>> begin Provided entries

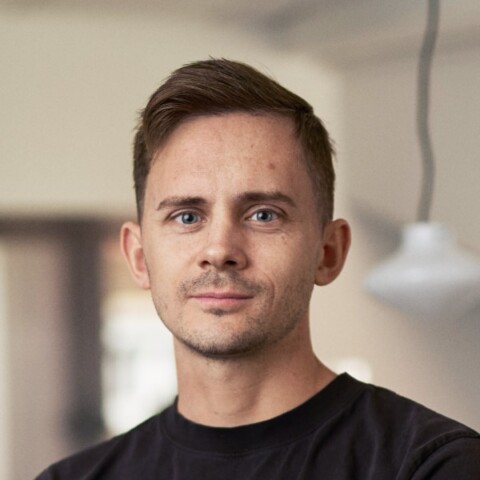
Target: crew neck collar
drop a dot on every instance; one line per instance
(274, 432)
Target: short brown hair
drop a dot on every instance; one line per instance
(219, 86)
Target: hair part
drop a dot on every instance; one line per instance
(220, 86)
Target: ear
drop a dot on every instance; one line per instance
(336, 243)
(132, 249)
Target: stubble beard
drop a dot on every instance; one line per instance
(259, 328)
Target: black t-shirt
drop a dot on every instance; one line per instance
(349, 430)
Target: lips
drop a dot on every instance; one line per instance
(215, 299)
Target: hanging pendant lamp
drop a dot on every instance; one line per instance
(429, 276)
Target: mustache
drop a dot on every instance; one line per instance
(216, 280)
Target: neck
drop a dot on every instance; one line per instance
(240, 391)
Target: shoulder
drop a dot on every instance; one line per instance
(130, 448)
(433, 446)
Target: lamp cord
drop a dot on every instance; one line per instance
(423, 104)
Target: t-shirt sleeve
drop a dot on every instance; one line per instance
(458, 459)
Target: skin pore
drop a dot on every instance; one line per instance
(231, 246)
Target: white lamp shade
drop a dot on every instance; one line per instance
(429, 276)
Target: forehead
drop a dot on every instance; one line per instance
(235, 151)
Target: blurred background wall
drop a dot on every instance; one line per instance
(74, 75)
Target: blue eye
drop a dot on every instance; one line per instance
(187, 218)
(264, 216)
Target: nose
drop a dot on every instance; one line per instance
(224, 247)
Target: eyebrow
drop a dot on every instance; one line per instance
(268, 196)
(170, 202)
(254, 196)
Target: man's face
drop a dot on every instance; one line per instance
(230, 239)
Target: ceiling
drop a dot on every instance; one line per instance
(341, 31)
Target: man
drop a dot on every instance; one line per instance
(234, 187)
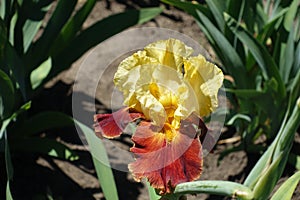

>> end Provided entries

* _The exercise_: Rewrite the material from the line containing "Target: forehead" through the end, inclusive, replacing "drop a dot" with "place a point" and keeping everything else the same. Leave the pictures out of your answer.

* _Task answer_:
Target: forehead
place a point on every instance; one line per instance
(235, 151)
Target: blurred background wall
place a point on every instance; one line per instance
(74, 75)
Target: blue eye
place a point on every instance; one line per instance
(187, 218)
(264, 216)
Target: nose
place a point on every instance; one line per instance
(224, 247)
Target: eyebrow
place a point on every instance; one line per instance
(268, 196)
(170, 202)
(254, 196)
Target: man's face
place a point on every instance; one line per instance
(230, 239)
Target: ceiling
place a point on every instance; one line per instance
(341, 31)
Target: man
place a point on every instance; one line per instance
(234, 187)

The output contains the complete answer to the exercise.